Assigned task A: Write out the part of the quarter panel welding post that begins with "And then I realized" and stops after "the inside done.", copying it word for word.
Assigned task B: Continue the quarter panel welding post from its last sentence.

Provided text:
--- --- ---

Tuesday, August 27, 2013

Right Rear Quarter Panel - Part 8: The final metalworking chapter

 At our last exciting episode, I was in the process of welding in the lower rear quarter patch panel...more specifically repairing the all the "P" words.  Pinholes.   They are the bane of my welding existence.  But the show must go on.

After I got my wife and mother-in-law on the road to Michigan Saturday morning for my M-I-L's 90th birthday party with her friends in Battle Creek, that left me home alone.   I left off where I did last time.  You know the drill.  The only saving grace is that there were actually fewer and fewer pinholes after each round... 

 And then I realized while adjusting the backlight  I was using to find where I needed to do the spot tacks that I also needed to dress the back side of the weld joint...

The reason I was dreading this was I knew that when I was done, I would open up more...you guessed it...pinholes.   It did finish out fairly well, especially considering that I will have the factory sound deadener sprayed inside that will pretty much cover the joint.  But knowing it would be there would bug me to death.  Then again, it's in a place that hardly anyone will really inspect closely.  So I decided to declare the inside done. 

You can probably guess what happens next.  After setting up the backlight again, the "P" word reared it's ugly head.  Yup.   I almost had as many as I started the day with.   So out came the rediscovered paint pen and they got marked...

When I got to the upper right hand corner of the patch panel, the welds were not laying down good at all.  And then the blowout occurred.  This hole was not going to be fixed easily. 

Between the thinned metal from all the welding and grinding, and discovering that the welder problem was I had come to the end of a spool of wire, I figured I had no choice but to make a patch to fill the buggered up area.  I cut a small area out making sure I had enough solid metal to weld to...

--- --- ---

Data shown:
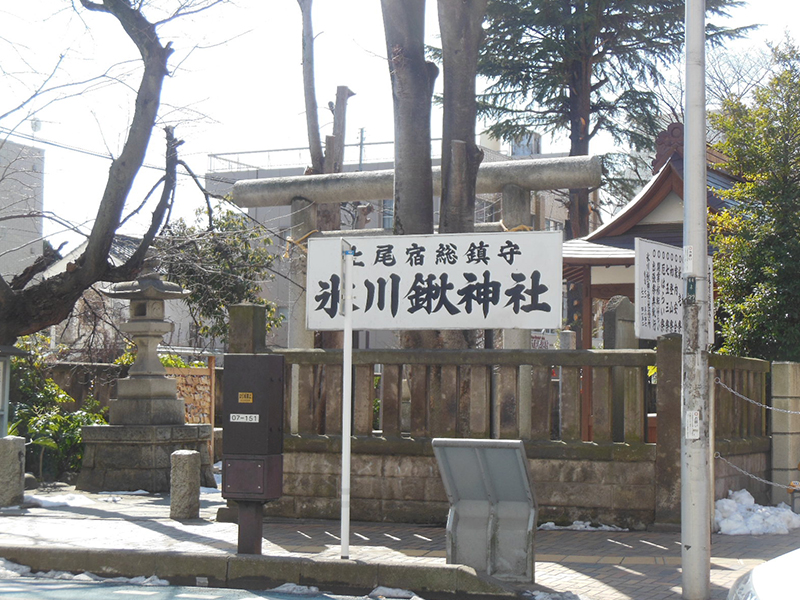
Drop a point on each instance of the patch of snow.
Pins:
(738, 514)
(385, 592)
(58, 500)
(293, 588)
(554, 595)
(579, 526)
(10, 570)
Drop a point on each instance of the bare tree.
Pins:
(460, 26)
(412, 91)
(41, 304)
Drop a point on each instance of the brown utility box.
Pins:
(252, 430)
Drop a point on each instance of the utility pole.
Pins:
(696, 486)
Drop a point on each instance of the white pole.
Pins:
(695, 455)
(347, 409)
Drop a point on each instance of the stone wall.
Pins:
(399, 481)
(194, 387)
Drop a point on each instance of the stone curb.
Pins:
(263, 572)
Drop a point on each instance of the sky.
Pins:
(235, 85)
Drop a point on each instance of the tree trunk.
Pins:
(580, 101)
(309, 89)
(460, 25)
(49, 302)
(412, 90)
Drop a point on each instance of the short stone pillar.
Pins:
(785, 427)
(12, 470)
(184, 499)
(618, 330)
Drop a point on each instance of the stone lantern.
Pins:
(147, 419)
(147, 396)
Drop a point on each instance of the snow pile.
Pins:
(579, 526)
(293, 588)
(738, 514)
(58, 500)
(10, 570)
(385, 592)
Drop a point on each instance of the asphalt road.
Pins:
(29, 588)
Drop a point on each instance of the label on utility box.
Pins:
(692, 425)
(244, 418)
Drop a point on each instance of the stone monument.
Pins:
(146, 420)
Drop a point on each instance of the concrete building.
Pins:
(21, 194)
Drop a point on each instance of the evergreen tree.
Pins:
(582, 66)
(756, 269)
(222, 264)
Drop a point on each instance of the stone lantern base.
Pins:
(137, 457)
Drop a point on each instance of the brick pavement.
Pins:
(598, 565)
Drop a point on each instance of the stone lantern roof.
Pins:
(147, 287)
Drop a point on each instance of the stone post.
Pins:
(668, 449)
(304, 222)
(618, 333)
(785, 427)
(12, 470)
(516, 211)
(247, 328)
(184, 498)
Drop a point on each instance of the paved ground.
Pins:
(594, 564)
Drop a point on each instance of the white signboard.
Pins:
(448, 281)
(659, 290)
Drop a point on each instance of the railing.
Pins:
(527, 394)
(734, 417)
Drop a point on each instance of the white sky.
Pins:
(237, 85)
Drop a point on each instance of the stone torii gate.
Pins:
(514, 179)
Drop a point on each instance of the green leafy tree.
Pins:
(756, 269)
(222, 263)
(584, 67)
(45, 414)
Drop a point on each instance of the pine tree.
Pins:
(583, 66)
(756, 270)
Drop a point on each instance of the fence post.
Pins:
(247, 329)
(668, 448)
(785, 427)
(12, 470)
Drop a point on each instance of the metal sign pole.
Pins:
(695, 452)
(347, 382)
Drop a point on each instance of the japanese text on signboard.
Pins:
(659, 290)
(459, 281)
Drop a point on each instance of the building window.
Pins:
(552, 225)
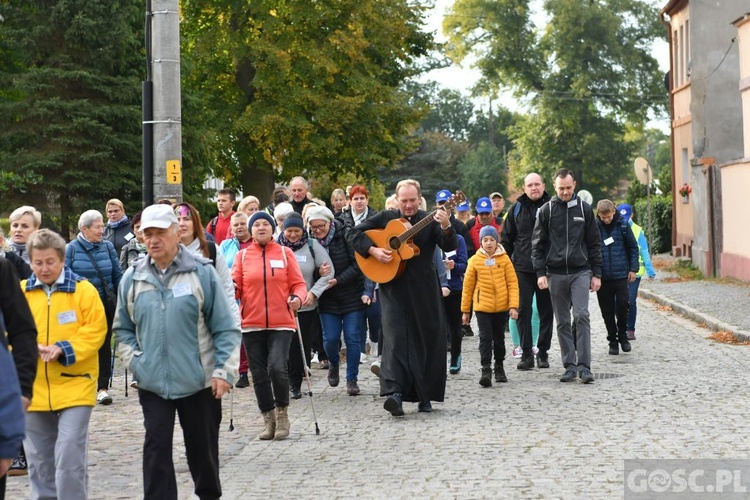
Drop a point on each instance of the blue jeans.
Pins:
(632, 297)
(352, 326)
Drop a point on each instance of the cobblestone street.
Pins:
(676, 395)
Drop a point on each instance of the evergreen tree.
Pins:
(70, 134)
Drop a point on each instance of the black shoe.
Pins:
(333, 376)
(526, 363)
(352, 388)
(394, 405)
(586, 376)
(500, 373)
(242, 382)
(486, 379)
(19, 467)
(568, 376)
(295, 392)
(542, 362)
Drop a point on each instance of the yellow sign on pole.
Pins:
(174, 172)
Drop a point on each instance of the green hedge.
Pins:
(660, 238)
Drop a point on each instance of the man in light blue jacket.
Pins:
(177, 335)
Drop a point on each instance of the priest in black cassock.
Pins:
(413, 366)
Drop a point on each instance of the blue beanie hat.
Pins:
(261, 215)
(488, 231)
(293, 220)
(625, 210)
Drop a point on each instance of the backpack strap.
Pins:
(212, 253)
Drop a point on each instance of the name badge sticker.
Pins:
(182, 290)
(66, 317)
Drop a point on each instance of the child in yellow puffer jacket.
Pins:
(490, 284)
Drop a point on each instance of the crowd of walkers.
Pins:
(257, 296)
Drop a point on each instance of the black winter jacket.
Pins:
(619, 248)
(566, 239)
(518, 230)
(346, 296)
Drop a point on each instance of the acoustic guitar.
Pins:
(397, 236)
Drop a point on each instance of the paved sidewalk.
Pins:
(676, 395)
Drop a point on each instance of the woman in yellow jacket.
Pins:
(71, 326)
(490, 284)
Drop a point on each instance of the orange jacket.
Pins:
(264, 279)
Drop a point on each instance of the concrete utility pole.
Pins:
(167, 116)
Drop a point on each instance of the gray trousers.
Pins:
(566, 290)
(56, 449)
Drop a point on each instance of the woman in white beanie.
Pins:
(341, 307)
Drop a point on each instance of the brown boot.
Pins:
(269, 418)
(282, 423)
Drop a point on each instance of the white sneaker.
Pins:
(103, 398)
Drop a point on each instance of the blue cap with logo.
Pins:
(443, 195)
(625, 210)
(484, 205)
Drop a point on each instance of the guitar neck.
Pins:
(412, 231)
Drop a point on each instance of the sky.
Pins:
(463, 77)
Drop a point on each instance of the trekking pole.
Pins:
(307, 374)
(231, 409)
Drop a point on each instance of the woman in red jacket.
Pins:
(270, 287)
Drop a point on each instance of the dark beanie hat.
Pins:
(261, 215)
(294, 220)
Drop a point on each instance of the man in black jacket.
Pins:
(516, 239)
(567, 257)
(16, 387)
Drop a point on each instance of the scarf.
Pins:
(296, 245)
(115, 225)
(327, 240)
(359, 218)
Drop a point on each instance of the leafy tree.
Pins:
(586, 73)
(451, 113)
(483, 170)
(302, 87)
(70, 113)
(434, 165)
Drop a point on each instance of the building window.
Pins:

--- --- ---

Task result A:
And then I realized while adjusting the backlight  I was using to find where I needed to do the spot tacks that I also needed to dress the back side of the weld joint...

The reason I was dreading this was I knew that when I was done, I would open up more...you guessed it...pinholes.   It did finish out fairly well, especially considering that I will have the factory sound deadener sprayed inside that will pretty much cover the joint.  But knowing it would be there would bug me to death.  Then again, it's in a place that hardly anyone will really inspect closely.  So I decided to declare the inside done.

Task result B:
Then I made the patch and gave it a little tap and bend to match the contour of the fender lip.  I used the stud gun to put a pin in the piece so I had something to hold it into position while tacking it in place...

After exercising much patience, the patch was in...

I got to the point where I called the war on pinholes done.  I don't think it was a total victory since I'm sure there are a few small ones in there that the back light didn't show.

To blow off some frustration over the pinhole situation, I decided to dive in and strip the paint off the quarter panel since the next step will be to start the filler work.   After about 45 minutes, I was left with a fairly clean quarter panel.

Even the patch panel looked pretty good...

Now I have a nice clean quarter panel.  I also was able with a smooth surface to identify a couple of areas that will need some work removing smaller creases.  But with the temp climbing toward 90 degrees and after 6 hours I was tired, my back was screaming at me, and I was filthy dirty from all the grinding and paint removal.   I closed up shop for the day and decided I would tackle more the next afternoon. Beside, the Colts were playing the Browns and the night race  at Bristol were on.    I will kiss the person on the lips who developed picture-in-picture TV.

Sunday however brought some unexpected schedule changes. The brother of one of the members of church had emergency surgery and another was transferred to a specialized rehab hospital.  Both hospitals were located only 2 miles apart, but they were a 40 minute drive away in Greenwood.   I also discovered that Apple's standard map app with the latest operating system iSO 6 stinks.   The location of the rehab hospital was wrong.  After going inside to the receptionist and asking about the hospital, she said, "They moved to their new facility about 4 years ago."   Really?  Four years?  Someone needs to have a chat with the GPS database people.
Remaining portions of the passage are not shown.